• [Assigned task]:
Give back exactly the lines from the one containing "honestly just need someone to tell me where the metal" through the end of the records, including both, and no others.

(Extracted records)
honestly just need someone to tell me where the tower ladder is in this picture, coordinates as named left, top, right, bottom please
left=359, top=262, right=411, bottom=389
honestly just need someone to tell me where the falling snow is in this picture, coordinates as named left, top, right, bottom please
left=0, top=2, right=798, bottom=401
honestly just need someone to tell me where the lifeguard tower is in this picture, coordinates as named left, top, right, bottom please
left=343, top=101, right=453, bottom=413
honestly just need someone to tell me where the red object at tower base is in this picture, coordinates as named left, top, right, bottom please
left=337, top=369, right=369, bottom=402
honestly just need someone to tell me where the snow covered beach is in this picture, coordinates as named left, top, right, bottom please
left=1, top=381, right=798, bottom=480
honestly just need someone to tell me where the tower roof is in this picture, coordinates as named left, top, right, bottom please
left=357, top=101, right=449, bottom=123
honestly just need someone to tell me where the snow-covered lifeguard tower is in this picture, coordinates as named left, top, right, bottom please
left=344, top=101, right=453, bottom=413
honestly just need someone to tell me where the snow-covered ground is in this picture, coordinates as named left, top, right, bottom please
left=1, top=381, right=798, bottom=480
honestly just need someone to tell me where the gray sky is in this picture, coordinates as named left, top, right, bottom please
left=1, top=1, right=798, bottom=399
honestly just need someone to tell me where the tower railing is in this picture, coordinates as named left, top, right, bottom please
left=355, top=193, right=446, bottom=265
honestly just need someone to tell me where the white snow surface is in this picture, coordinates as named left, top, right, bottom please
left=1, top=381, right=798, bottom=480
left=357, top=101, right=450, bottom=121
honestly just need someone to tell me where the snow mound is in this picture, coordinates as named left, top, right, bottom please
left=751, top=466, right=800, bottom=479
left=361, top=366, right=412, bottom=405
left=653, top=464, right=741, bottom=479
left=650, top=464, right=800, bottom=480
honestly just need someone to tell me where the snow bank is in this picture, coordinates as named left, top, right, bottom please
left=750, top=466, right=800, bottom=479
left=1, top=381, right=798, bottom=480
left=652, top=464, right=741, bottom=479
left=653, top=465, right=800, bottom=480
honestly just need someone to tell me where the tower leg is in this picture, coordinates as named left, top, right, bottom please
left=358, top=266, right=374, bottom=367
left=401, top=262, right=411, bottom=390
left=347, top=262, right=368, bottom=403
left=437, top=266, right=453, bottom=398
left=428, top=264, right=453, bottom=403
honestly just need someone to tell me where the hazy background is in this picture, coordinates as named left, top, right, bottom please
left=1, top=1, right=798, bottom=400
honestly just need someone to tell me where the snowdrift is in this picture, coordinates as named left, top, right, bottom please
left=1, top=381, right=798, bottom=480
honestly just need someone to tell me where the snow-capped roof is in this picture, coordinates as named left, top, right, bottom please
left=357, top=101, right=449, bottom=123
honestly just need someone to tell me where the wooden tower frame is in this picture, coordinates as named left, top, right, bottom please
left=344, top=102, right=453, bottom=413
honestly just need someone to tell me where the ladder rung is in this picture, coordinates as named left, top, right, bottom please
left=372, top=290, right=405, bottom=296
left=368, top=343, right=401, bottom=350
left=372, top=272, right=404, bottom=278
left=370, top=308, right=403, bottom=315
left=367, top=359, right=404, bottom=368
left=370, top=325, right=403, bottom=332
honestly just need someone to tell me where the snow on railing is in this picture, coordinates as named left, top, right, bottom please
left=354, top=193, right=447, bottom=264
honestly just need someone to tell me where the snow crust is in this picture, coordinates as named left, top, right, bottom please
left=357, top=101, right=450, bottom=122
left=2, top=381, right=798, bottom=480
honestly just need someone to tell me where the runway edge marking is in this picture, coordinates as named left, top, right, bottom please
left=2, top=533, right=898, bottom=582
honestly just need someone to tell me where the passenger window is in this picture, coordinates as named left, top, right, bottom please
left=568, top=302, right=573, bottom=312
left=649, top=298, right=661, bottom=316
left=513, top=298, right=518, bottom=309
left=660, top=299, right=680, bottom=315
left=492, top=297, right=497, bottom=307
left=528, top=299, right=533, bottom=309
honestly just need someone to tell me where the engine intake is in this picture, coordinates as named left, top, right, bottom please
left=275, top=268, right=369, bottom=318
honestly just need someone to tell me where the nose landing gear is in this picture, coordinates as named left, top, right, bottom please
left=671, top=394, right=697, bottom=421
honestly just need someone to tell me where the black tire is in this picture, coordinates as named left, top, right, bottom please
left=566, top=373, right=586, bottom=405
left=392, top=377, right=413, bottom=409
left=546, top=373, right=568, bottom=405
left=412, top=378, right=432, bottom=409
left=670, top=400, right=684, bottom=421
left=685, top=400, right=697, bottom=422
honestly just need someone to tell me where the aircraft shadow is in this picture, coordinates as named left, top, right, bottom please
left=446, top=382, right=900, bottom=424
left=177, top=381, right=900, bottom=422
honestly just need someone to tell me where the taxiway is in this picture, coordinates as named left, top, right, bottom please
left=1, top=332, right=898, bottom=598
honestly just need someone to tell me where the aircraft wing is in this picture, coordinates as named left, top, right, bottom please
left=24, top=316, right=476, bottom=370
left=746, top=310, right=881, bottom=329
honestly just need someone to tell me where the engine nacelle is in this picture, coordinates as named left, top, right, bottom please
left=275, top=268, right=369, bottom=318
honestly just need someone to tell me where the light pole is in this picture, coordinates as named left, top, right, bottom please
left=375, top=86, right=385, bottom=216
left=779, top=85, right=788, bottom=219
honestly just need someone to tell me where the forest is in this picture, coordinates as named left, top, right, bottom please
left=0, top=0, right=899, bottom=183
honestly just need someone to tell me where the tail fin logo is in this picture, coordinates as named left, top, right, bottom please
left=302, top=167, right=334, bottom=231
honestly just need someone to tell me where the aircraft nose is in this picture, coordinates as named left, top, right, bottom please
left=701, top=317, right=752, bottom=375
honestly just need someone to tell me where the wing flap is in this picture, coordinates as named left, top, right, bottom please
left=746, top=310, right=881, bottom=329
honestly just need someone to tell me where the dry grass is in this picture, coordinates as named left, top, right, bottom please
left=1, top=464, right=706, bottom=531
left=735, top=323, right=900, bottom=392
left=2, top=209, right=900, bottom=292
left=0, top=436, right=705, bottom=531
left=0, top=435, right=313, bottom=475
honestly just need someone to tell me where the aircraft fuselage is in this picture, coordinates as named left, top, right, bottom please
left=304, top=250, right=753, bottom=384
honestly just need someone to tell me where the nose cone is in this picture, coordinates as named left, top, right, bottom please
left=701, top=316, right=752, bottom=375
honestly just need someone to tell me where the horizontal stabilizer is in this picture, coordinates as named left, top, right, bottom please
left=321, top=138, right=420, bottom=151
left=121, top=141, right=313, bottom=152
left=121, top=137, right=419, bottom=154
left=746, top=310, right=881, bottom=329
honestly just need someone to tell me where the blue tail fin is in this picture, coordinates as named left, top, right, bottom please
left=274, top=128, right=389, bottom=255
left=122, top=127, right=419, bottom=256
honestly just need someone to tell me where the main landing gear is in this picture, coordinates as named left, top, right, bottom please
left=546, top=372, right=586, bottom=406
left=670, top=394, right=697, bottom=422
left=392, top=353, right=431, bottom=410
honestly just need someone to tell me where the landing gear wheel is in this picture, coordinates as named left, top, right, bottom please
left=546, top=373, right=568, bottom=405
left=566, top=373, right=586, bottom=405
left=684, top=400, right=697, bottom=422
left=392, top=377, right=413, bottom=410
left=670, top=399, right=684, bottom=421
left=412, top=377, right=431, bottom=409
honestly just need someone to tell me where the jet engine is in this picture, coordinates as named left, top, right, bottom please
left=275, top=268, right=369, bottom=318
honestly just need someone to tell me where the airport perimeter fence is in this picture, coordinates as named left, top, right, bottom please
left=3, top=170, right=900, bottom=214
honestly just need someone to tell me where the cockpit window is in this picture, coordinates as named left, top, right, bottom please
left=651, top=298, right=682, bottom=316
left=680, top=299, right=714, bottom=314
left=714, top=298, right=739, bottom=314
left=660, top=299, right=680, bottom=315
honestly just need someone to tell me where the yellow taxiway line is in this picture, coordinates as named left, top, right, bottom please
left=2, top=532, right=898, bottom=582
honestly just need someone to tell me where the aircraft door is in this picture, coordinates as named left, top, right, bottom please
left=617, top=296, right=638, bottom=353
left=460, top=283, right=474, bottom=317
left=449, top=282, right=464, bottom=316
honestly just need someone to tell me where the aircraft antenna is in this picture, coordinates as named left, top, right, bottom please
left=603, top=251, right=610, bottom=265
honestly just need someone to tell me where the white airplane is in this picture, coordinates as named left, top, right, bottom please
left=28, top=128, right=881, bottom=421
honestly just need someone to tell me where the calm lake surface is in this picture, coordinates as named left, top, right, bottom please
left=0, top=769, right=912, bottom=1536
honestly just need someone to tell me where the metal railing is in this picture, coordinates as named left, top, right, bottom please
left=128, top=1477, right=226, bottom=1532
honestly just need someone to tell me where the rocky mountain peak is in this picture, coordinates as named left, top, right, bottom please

• [Reply]:
honestly just need someone to tell me where the metal railing is in this picture, coordinates as named left, top, right, bottom please
left=128, top=1477, right=226, bottom=1532
honestly just need someone to tell me where the rocky mountain peak is in this picture, coordinates as named left, top, right, bottom please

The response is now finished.